• Labeling and segmentation entries:
══════════
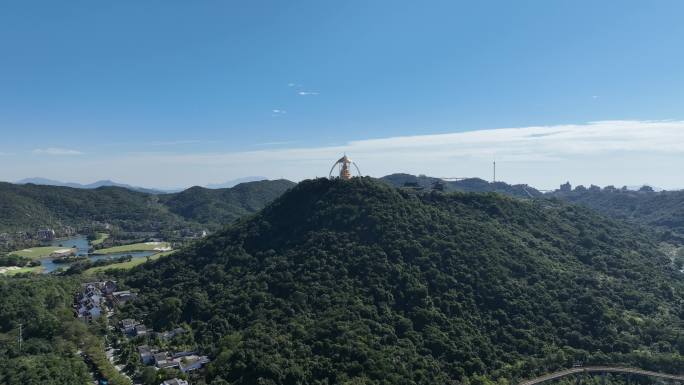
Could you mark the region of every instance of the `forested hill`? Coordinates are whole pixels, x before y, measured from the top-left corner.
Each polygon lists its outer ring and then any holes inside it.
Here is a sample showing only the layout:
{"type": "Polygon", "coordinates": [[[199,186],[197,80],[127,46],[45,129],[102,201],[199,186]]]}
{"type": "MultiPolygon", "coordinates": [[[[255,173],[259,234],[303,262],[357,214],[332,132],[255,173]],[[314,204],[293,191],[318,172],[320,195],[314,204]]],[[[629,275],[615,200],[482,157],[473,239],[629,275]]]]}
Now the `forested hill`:
{"type": "Polygon", "coordinates": [[[659,229],[665,239],[684,243],[684,191],[576,188],[552,195],[617,219],[659,229]]]}
{"type": "Polygon", "coordinates": [[[190,325],[210,384],[505,384],[575,360],[681,372],[680,275],[588,209],[317,179],[133,270],[126,312],[190,325]]]}
{"type": "Polygon", "coordinates": [[[496,192],[504,195],[532,198],[540,197],[542,193],[537,189],[525,184],[511,185],[505,182],[487,182],[480,178],[464,178],[461,180],[444,181],[439,178],[425,175],[411,174],[390,174],[383,176],[380,180],[391,184],[394,187],[417,186],[425,190],[432,189],[435,182],[441,181],[444,184],[444,191],[461,192],[496,192]]]}
{"type": "Polygon", "coordinates": [[[230,223],[260,210],[294,182],[279,179],[241,183],[232,188],[192,187],[176,194],[160,195],[160,202],[185,219],[199,223],[230,223]]]}
{"type": "Polygon", "coordinates": [[[192,188],[148,194],[121,187],[77,189],[0,182],[0,232],[110,223],[126,231],[217,229],[262,208],[294,183],[245,183],[229,189],[192,188]],[[205,214],[211,212],[211,214],[205,214]]]}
══════════
• Aim:
Write out every entry above word for word, leaving the pictures out of your answer.

• Result of the exercise:
Could you mark the region of every instance of the `forested hill`? Coordinates are whole pixels, x before y, measured from the top-left corner.
Each polygon lists its outer ring and then any holes inside it.
Here is a sample showing only the layout:
{"type": "Polygon", "coordinates": [[[199,186],[197,80],[127,46],[45,129],[102,201],[199,186]]]}
{"type": "MultiPolygon", "coordinates": [[[[255,173],[259,234],[303,262],[357,214],[332,132],[255,173]],[[314,204],[293,191],[318,172],[320,195],[314,204]]],[[[629,275],[615,200],[482,157],[473,239],[629,275]]]]}
Now the `forested hill`:
{"type": "Polygon", "coordinates": [[[659,229],[665,239],[684,243],[684,191],[576,188],[552,195],[617,219],[659,229]]]}
{"type": "Polygon", "coordinates": [[[190,325],[210,384],[505,384],[575,360],[681,372],[680,275],[588,209],[317,179],[133,270],[126,312],[190,325]]]}
{"type": "Polygon", "coordinates": [[[496,192],[504,195],[532,198],[540,197],[542,193],[537,189],[525,184],[511,185],[505,182],[487,182],[480,178],[464,178],[461,180],[444,181],[439,178],[425,175],[411,174],[390,174],[383,176],[380,180],[391,184],[394,187],[417,186],[425,190],[432,189],[435,182],[441,181],[444,184],[444,191],[461,192],[496,192]]]}
{"type": "Polygon", "coordinates": [[[230,223],[260,210],[294,182],[279,179],[241,183],[232,188],[192,187],[176,194],[160,195],[160,202],[185,219],[199,223],[230,223]]]}
{"type": "Polygon", "coordinates": [[[192,188],[148,194],[121,187],[77,189],[0,182],[0,232],[110,223],[126,231],[217,229],[262,208],[294,183],[245,183],[229,189],[192,188]],[[205,214],[211,212],[211,214],[205,214]]]}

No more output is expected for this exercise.